• [PROVIDED RECORDS]:
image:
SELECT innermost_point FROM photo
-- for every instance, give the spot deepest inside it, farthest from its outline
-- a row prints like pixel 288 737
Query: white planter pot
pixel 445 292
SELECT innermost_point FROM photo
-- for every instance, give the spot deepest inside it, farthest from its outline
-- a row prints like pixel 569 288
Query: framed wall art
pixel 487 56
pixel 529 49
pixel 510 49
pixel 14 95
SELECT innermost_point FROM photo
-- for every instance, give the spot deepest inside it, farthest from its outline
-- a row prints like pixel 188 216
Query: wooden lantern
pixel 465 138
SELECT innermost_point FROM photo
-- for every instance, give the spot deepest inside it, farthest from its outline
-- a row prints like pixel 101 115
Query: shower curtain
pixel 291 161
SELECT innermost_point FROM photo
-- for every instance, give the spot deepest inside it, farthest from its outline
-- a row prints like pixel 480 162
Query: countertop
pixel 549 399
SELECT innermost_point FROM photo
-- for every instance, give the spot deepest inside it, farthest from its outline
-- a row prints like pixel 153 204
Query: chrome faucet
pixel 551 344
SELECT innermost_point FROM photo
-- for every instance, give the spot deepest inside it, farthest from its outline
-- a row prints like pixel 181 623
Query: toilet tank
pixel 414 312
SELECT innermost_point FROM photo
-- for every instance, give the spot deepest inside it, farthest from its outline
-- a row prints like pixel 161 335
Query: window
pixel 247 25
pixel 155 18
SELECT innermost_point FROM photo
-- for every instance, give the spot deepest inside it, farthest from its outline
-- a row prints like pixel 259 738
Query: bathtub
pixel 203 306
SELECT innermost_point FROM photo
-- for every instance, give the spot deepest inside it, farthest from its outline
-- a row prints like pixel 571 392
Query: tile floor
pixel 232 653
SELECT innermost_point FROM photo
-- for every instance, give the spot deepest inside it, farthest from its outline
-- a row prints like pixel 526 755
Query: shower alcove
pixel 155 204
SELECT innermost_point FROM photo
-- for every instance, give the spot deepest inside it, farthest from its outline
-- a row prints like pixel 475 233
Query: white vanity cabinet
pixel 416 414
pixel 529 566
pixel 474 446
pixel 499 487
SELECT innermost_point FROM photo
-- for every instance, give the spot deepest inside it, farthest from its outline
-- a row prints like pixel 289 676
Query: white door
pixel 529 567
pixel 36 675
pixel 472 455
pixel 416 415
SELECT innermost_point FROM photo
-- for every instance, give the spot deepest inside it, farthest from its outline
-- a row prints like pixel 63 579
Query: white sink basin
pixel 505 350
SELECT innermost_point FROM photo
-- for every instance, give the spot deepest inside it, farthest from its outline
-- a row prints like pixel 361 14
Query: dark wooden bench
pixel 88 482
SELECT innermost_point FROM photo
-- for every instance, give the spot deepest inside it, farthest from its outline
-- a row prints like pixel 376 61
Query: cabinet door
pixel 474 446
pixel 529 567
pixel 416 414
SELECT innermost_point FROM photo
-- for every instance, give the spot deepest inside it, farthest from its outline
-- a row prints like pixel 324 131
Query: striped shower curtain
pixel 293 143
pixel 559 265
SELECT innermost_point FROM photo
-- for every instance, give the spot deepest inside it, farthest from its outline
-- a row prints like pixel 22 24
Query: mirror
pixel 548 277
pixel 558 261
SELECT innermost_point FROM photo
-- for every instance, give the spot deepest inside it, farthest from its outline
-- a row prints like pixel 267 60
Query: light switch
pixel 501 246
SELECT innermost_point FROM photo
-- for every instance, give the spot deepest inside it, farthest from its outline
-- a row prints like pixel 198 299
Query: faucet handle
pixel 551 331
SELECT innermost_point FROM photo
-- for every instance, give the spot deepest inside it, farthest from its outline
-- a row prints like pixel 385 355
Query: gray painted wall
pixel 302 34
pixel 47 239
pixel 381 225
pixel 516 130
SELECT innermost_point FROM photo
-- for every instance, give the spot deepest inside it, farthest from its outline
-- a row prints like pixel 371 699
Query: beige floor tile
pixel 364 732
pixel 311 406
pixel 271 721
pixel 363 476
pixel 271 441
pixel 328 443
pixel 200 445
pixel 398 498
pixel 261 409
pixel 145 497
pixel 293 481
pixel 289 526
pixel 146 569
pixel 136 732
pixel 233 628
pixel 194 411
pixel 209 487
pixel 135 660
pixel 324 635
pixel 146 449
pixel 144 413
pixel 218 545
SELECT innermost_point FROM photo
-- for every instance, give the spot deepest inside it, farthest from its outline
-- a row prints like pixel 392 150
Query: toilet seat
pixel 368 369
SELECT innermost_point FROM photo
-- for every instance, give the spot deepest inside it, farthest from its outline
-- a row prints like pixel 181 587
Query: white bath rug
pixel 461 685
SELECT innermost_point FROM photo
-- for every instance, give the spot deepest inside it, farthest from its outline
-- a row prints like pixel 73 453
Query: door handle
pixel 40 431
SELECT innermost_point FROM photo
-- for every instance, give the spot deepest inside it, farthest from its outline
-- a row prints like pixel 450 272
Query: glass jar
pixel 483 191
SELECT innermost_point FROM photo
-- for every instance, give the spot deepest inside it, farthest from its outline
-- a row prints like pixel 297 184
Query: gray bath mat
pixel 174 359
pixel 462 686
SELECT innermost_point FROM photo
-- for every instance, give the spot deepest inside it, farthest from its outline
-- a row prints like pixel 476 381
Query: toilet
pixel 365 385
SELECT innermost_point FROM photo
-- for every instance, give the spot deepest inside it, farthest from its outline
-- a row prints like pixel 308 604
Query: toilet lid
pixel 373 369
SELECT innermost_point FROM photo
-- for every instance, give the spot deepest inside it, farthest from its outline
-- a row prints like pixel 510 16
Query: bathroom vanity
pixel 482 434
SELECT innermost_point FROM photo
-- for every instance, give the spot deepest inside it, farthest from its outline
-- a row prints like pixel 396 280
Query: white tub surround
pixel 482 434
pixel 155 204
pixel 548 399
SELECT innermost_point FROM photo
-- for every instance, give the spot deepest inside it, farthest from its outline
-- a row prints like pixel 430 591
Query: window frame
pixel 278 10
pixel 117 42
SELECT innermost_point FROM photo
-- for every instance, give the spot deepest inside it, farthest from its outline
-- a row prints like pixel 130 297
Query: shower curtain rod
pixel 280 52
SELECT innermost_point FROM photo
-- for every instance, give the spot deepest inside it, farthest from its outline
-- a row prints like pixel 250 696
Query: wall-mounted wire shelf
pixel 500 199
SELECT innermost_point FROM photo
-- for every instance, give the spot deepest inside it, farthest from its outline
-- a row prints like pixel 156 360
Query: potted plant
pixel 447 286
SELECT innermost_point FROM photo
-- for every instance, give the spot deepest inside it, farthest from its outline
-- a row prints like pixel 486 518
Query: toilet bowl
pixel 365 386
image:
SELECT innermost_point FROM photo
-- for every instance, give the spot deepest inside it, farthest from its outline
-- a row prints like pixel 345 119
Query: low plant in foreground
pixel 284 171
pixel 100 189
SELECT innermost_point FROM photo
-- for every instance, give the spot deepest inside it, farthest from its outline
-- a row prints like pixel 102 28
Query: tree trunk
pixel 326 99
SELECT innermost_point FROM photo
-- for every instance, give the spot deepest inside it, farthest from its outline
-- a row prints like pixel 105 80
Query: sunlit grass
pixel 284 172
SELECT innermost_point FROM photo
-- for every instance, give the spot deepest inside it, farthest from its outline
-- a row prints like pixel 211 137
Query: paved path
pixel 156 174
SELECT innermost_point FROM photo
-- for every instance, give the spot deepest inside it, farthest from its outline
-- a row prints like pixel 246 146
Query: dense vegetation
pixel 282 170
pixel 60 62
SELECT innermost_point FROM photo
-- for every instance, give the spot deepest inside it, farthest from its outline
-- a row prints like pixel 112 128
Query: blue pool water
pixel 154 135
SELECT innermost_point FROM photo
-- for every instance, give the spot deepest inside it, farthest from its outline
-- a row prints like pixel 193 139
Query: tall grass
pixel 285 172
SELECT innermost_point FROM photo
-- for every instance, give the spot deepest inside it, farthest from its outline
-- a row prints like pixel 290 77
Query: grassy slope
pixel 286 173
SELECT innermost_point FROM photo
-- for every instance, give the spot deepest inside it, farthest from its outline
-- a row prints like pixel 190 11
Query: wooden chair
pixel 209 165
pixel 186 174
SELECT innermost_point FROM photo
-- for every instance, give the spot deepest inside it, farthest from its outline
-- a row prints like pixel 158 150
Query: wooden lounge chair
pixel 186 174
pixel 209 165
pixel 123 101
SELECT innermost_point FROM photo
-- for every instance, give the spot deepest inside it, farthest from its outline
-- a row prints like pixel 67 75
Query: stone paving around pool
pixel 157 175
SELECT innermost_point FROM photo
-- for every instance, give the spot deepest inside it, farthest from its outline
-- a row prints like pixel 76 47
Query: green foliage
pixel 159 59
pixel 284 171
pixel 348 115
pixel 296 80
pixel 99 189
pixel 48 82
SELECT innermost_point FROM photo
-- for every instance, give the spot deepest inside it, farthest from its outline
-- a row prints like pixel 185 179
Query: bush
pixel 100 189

• [EXERCISE INSTRUCTIONS]: Please count the lines above that contain the string "chair", treating uppercase and lowercase as different, and reply with the number alone.

• [SOLVED EXERCISE]: 2